====== Data listing ======

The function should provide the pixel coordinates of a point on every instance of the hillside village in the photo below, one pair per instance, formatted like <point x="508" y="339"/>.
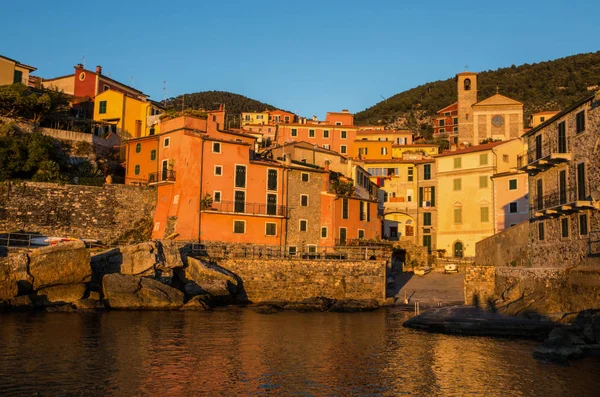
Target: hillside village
<point x="302" y="185"/>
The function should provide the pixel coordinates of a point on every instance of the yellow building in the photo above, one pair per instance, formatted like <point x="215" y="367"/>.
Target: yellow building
<point x="134" y="117"/>
<point x="12" y="71"/>
<point x="466" y="193"/>
<point x="255" y="117"/>
<point x="398" y="151"/>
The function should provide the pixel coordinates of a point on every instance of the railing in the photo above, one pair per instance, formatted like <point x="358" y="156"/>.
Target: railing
<point x="538" y="152"/>
<point x="243" y="207"/>
<point x="162" y="176"/>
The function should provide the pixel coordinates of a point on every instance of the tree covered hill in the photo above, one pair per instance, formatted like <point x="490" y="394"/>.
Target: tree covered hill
<point x="210" y="100"/>
<point x="551" y="85"/>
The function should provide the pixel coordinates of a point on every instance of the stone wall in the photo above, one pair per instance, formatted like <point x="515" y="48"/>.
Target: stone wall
<point x="112" y="213"/>
<point x="479" y="284"/>
<point x="295" y="280"/>
<point x="511" y="247"/>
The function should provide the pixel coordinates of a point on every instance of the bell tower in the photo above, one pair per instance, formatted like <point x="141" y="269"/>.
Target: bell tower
<point x="467" y="97"/>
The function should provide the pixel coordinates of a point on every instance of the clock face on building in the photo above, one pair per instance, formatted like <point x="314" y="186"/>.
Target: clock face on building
<point x="498" y="121"/>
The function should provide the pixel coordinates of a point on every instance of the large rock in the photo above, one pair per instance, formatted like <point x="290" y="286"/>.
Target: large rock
<point x="60" y="294"/>
<point x="132" y="292"/>
<point x="14" y="278"/>
<point x="66" y="263"/>
<point x="208" y="278"/>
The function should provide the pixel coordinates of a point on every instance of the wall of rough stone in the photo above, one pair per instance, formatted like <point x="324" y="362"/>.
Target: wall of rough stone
<point x="111" y="214"/>
<point x="479" y="284"/>
<point x="511" y="247"/>
<point x="295" y="280"/>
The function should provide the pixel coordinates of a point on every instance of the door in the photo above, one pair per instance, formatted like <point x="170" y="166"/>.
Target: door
<point x="458" y="250"/>
<point x="240" y="201"/>
<point x="165" y="166"/>
<point x="562" y="187"/>
<point x="271" y="204"/>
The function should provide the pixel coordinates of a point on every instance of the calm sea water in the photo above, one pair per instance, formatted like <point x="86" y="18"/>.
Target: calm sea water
<point x="240" y="353"/>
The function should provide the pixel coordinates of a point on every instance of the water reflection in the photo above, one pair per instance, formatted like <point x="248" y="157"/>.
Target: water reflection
<point x="239" y="352"/>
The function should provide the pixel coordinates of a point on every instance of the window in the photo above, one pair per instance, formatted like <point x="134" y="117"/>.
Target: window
<point x="484" y="213"/>
<point x="271" y="179"/>
<point x="458" y="216"/>
<point x="270" y="229"/>
<point x="564" y="227"/>
<point x="583" y="225"/>
<point x="483" y="181"/>
<point x="457" y="184"/>
<point x="304" y="200"/>
<point x="483" y="158"/>
<point x="580" y="122"/>
<point x="303" y="225"/>
<point x="427" y="172"/>
<point x="239" y="227"/>
<point x="427" y="219"/>
<point x="240" y="176"/>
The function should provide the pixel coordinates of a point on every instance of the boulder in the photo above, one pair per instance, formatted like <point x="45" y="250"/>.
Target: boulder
<point x="198" y="303"/>
<point x="60" y="294"/>
<point x="132" y="292"/>
<point x="65" y="263"/>
<point x="14" y="278"/>
<point x="219" y="283"/>
<point x="352" y="305"/>
<point x="139" y="259"/>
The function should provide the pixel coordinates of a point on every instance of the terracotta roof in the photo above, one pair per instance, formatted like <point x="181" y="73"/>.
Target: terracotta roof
<point x="477" y="148"/>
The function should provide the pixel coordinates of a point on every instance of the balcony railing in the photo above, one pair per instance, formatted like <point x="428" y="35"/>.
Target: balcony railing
<point x="559" y="202"/>
<point x="545" y="155"/>
<point x="161" y="176"/>
<point x="242" y="207"/>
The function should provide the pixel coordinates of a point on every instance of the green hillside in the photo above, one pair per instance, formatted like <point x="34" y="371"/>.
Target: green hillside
<point x="550" y="85"/>
<point x="210" y="100"/>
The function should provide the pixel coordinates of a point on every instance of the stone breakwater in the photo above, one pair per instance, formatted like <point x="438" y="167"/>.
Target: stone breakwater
<point x="162" y="275"/>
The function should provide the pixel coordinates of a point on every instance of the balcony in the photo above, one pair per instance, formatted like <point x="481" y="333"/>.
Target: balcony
<point x="559" y="202"/>
<point x="544" y="155"/>
<point x="242" y="207"/>
<point x="161" y="177"/>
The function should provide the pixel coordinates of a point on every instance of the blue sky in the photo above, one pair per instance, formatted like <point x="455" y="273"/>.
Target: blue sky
<point x="307" y="56"/>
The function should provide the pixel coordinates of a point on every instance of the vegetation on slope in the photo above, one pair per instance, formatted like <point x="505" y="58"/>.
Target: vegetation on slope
<point x="551" y="85"/>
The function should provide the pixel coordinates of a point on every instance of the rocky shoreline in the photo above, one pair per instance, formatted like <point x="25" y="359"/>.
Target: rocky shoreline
<point x="155" y="275"/>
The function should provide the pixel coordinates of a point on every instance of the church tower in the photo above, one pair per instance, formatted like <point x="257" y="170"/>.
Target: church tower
<point x="467" y="97"/>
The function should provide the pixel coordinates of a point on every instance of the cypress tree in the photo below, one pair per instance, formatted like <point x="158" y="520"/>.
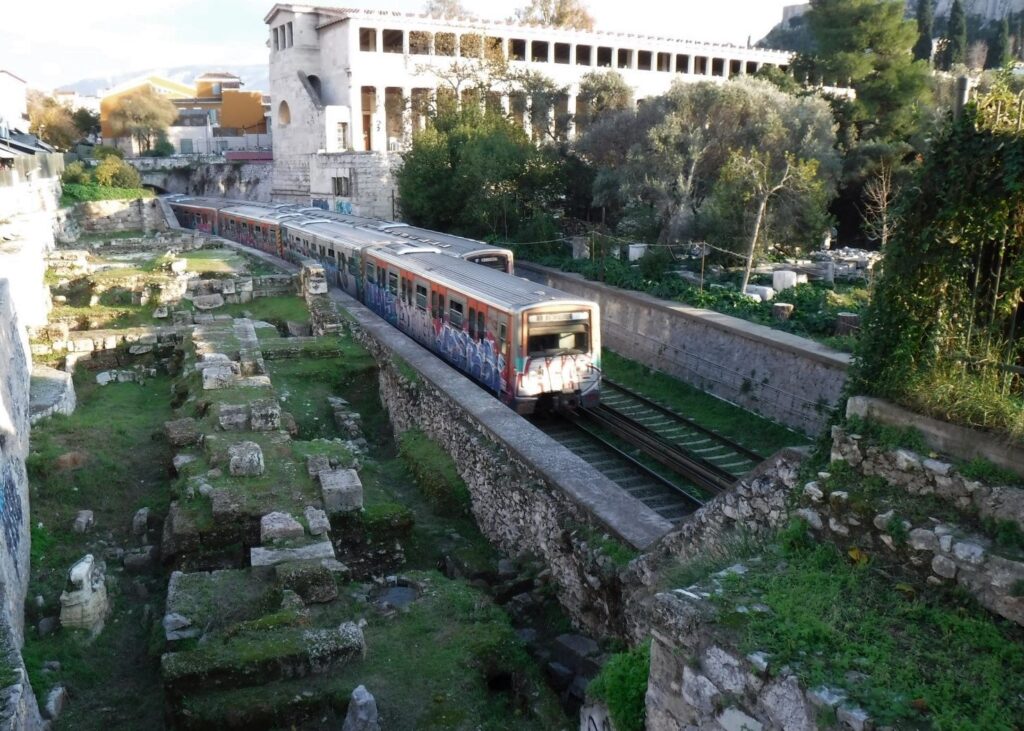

======

The request: Pick out every line above that contains the word "railing", and copy each of those lines.

Full answer:
The function should provide the pixel coordinates of a point on every instance of the railing in the photo above, one pair per instance, formatted like <point x="358" y="156"/>.
Target: railing
The function should provide the pixel coordinates of a point on every instance of the balcony railing in the photo above, one pair per instance, formatted like <point x="428" y="35"/>.
Target: balcony railing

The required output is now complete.